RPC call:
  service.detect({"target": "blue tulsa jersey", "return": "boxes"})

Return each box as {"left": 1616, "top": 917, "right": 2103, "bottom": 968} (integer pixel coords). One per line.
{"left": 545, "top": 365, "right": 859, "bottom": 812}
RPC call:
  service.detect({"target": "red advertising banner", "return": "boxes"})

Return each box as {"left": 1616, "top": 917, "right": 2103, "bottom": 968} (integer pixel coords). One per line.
•••
• Task requirements
Output the whole listing again, keeping every line identical.

• Answer for the task
RPC call:
  service.detect({"target": "blue tulsa jersey", "return": "boxes"})

Return each box as {"left": 1616, "top": 917, "right": 2103, "bottom": 968} (integer pixel coords). One per line.
{"left": 545, "top": 365, "right": 859, "bottom": 812}
RPC call:
  service.detect({"target": "red advertising banner", "return": "boxes"})

Return each box as {"left": 1616, "top": 917, "right": 2103, "bottom": 968} (integer pixel coords). One per line.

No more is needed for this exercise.